### Exercise data
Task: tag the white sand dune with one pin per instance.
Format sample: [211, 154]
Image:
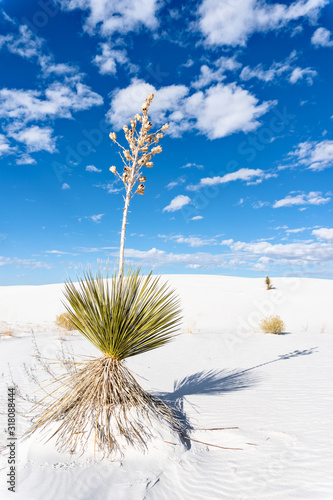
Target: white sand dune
[275, 389]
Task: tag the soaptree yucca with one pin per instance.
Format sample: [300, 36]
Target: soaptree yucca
[122, 316]
[143, 145]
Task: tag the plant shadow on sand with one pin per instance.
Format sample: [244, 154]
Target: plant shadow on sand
[214, 382]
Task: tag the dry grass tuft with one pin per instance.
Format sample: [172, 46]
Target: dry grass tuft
[101, 400]
[272, 324]
[64, 321]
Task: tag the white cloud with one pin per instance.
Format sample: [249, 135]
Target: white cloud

### Try it
Copy all lines from the material above that hold the word "sample".

### The completed task
Format sample: [211, 154]
Format sample: [300, 36]
Format sample: [244, 154]
Format sample: [172, 46]
Format sample: [249, 135]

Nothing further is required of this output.